— begin Extract provided —

Let A = [[2, 1], [1, 2]]. Find eigenvalues λ and eigenvectors v.
Start from det(A − λI) = 0.
A − λI = [[2−λ, 1], [1, 2−λ]].
Compute determinant:
det(A − λI) = (2−λ)(2−λ) − 1·1
= (2−λ)² − 1
= (4 − 4λ + λ²) − 1
= λ² − 4λ + 3.
Solve λ² − 4λ + 3 = 0:
(λ − 1)(λ − 3) = 0
So eigenvalues are λ₁ = 1 and λ₂ = 3.
Find eigenvectors for λ = 3:
A − 3I = [[2−3, 1], [1, 2−3]] = [[−1, 1], [1, −1]].
Solve (A − 3I)v = 0.
Let v = (x, y)ᵀ.
Equations: −x + y = 0 ⇒ y = x.
So eigenvectors are all nonzero multiples of (1, 1)ᵀ.
Find eigenvectors for λ = 1:
A − I = [[1, 1], [1, 1]].
Solve (A − I)v = 0.
Equations: x + y = 0 ⇒ y = −x.
So eigenvectors are all nonzero multiples of (1, −1)ᵀ.
Insight: This symmetric matrix stretches space by 3 along the (1,1) direction and by 1 along the (1,−1) direction. In the eigenvector basis, the transformation becomes diagonal: independent scaling along two perpendicular directions.

— end Extract provided —
— begin Listing —

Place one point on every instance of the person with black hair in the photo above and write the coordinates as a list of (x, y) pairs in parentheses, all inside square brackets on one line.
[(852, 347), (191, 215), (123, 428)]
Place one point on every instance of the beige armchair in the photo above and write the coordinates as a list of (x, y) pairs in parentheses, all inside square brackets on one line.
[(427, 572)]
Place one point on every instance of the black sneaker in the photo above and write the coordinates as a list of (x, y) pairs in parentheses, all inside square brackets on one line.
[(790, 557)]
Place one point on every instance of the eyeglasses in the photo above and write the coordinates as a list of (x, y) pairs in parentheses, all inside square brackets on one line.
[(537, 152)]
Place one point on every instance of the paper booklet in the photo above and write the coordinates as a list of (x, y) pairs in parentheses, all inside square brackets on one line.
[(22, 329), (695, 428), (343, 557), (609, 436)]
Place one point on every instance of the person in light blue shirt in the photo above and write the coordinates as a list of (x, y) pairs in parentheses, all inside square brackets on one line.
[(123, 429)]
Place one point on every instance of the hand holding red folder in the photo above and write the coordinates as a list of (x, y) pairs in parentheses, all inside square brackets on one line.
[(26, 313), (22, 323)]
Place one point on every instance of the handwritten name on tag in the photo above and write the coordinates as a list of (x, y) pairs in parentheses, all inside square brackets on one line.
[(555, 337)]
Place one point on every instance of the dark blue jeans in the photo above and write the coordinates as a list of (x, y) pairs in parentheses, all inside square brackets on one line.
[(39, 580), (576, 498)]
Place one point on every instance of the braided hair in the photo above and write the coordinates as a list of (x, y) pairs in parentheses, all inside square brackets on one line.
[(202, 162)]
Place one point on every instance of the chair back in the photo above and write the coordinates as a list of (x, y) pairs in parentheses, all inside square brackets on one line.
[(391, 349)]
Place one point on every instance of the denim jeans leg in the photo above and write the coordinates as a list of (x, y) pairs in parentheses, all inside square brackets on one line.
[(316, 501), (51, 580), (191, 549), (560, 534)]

— end Listing —

> _Objectives_
1. Answer these questions about the eigenvalue worked example:
(a) To what polynomial in λ does det(A − λI) simplify?
(b) What matrix does A − 3I equal?
(c) For λ = 1, the eigenvectors are nonzero multiples of which vector?
2. Extend the eigenvalue worked example past its final sentence.

> _Results of the tasks_
1.
(a) λ² − 4λ + 3
(b) [[−1, 1], [1, −1]]
(c) (1, −1)ᵀ

2.
Using the same A = [[2,1],[1,2]], compute Aᵏ acting on x₀ = (1,0)ᵀ, i.e., xₖ = Aᵏx₀.
From Example 1, eigenpairs are:
λ₁ = 3 with eigenvector v₁ = (1,1)ᵀ,
λ₂ = 1 with eigenvector v₂ = (1,−1)ᵀ.
Form V and Λ:
V = [v₁ v₂] = [[1, 1], [1, −1]].
Λ = diag(3, 1).
Express x₀ in the eigenvector basis:
We want coefficients a, b such that
x₀ = av₁ + bv₂.
So (1,0)ᵀ = a(1,1)ᵀ + b(1,−1)ᵀ
= (a+b, a−b)ᵀ.
Solve for a, b:
a + b = 1
a − b = 0
Add equations: 2a = 1 ⇒ a = 1/2.
Then b = 1 − a = 1/2.
Apply Aᵏ using eigenvalues:
Aᵏx₀ = aλ₁ᵏv₁ + bλ₂ᵏv₂
= (1/2)·3ᵏ(1,1)ᵀ + (1/2)·1ᵏ(1,−1)ᵀ.
Write components explicitly:
xₖ = ( (1/2)(3ᵏ + 1), (1/2)(3ᵏ − 1) )ᵀ.
Insight: Repeated application of A amplifies the component along the dominant eigenvector (1,1) by 3ᵏ, while the component along (1,−1) stays unchanged (since λ = 1). This is the basic ‘dominant eigenvalue’ phenomenon behind power iteration and Markov chain convergence behavior.
Let A = [[4, 0], [0, 4]]. Find eigenvalues/eigenvectors and interpret.
Compute A − λI = [[4−λ, 0], [0, 4−λ]].
det(A − λI) = (4−λ)(4−λ) = (4−λ)².
So the only eigenvalue is λ = 4 with algebraic multiplicity 2.
Solve (A − 4I)v = 0:
A − 4I = [[0, 0], [0, 0]].
So 0·x + 0·y = 0 gives no constraints.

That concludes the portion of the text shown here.